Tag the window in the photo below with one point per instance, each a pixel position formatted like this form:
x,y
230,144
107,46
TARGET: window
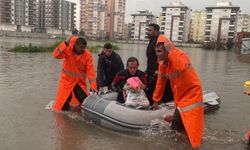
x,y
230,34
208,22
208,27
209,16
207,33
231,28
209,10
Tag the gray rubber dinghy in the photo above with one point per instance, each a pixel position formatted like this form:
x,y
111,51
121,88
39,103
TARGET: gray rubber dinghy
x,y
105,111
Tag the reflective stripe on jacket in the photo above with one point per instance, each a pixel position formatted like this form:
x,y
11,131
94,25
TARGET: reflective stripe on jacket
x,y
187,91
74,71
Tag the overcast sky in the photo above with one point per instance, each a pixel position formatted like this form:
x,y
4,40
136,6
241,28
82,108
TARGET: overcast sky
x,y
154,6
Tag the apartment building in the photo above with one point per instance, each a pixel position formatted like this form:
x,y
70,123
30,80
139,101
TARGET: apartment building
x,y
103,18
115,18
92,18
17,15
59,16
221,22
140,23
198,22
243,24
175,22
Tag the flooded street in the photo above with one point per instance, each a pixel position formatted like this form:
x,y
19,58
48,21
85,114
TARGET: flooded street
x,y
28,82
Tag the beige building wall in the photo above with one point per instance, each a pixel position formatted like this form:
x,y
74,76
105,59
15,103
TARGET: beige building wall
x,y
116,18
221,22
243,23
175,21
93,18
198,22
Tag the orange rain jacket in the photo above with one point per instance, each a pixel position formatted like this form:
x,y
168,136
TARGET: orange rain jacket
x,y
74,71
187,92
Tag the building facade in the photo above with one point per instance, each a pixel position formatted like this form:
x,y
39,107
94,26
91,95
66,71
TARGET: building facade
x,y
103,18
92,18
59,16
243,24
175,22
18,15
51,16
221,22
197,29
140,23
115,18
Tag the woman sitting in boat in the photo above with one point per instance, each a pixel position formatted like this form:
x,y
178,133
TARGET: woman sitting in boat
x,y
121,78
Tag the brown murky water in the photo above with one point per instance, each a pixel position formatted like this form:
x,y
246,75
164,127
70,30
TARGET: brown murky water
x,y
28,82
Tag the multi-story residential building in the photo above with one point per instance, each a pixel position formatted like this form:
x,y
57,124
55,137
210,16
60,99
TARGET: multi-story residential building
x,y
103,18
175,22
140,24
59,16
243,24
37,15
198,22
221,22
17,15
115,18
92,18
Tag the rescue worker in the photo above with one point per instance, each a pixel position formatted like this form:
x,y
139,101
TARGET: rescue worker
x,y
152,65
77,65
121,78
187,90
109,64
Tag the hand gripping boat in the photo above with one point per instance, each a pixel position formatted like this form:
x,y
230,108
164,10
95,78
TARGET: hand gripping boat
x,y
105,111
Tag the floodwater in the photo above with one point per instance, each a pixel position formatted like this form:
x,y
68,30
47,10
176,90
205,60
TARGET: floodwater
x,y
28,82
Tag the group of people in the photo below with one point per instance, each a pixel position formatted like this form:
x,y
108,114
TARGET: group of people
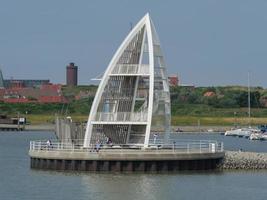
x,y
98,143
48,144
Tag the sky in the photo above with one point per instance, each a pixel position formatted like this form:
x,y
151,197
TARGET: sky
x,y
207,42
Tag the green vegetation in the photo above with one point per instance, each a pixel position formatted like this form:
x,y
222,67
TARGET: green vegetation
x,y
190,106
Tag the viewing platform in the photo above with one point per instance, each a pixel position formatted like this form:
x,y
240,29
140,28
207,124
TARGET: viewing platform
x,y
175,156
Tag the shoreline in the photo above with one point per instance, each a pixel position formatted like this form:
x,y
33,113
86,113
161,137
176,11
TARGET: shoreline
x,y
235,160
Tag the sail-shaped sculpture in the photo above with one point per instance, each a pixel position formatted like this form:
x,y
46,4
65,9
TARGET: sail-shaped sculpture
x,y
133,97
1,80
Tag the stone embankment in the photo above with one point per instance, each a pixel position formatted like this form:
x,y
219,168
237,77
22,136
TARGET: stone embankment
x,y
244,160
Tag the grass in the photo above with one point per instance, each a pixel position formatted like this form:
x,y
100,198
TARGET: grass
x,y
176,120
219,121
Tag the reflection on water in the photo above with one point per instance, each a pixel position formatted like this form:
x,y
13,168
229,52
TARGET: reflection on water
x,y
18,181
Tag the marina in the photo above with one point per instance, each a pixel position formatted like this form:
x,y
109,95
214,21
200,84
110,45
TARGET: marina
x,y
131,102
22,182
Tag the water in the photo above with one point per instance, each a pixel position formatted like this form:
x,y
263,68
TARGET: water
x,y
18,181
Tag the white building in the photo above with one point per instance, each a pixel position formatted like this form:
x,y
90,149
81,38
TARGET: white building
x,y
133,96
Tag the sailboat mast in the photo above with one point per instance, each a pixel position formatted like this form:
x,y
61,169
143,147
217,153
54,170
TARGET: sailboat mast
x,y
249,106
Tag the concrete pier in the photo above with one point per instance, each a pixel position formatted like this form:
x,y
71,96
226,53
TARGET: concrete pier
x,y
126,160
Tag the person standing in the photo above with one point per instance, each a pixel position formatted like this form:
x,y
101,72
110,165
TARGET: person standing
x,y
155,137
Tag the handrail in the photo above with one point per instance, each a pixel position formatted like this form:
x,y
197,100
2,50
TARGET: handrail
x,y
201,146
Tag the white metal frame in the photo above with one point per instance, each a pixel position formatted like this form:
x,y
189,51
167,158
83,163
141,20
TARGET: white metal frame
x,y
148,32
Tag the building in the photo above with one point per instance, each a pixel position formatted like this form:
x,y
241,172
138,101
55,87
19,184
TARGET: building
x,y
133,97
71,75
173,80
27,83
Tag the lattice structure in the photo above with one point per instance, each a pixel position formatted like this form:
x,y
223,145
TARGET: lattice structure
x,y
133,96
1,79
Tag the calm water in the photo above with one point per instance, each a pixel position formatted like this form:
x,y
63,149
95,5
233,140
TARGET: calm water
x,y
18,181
---
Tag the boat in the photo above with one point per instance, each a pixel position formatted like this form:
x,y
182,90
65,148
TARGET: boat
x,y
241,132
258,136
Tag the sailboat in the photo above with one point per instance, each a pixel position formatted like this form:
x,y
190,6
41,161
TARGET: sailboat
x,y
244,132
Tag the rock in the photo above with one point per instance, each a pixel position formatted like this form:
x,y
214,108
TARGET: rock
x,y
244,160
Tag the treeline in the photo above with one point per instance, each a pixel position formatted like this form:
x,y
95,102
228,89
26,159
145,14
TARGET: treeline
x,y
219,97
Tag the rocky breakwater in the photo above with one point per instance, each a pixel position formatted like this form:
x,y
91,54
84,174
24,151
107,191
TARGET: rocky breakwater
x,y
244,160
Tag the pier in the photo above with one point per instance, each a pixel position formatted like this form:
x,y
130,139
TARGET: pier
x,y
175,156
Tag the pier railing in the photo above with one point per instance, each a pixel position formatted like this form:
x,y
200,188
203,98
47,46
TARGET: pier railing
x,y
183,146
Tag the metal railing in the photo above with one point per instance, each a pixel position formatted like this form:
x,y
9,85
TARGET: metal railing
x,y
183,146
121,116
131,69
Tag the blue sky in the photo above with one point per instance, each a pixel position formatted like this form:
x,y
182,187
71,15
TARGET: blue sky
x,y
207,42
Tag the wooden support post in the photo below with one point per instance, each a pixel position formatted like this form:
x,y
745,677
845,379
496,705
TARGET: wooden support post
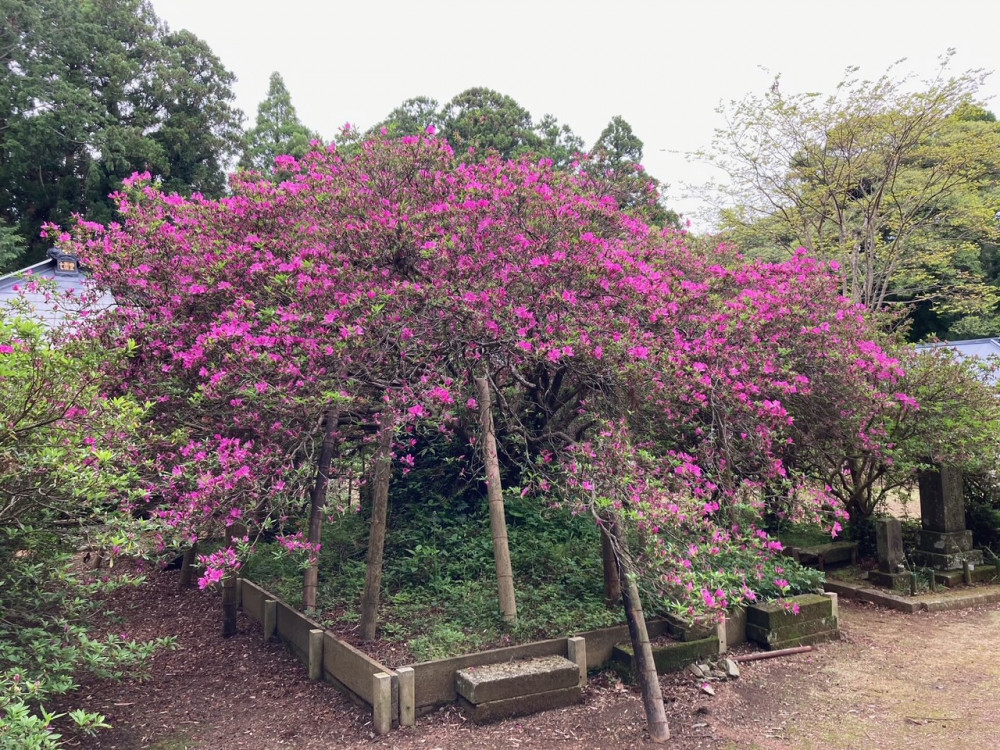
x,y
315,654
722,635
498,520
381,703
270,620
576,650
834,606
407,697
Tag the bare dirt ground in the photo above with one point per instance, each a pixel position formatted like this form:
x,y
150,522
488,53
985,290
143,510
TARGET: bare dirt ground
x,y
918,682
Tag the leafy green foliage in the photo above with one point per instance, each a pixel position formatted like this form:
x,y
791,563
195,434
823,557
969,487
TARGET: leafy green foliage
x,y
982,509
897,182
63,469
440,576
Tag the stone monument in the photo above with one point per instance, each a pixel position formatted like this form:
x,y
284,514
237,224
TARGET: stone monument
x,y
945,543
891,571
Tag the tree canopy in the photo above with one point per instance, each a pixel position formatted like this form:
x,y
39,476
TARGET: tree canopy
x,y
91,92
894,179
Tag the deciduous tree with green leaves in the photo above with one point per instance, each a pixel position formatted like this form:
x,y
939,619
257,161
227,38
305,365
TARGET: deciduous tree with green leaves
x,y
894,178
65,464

**REQUIREMENT**
Find all lines in the records that hold the word "below". Copy them.

**EXPECTED OUTPUT**
Tag the window in the photo below with one point per instance, each a pixel position formatted like this form:
Tag the group of people in the photo below with one point per instance, each a pixel position formatted like this form:
Tag the wooden support post in the photo below with one point per instance, each a pixel position formatted like this form:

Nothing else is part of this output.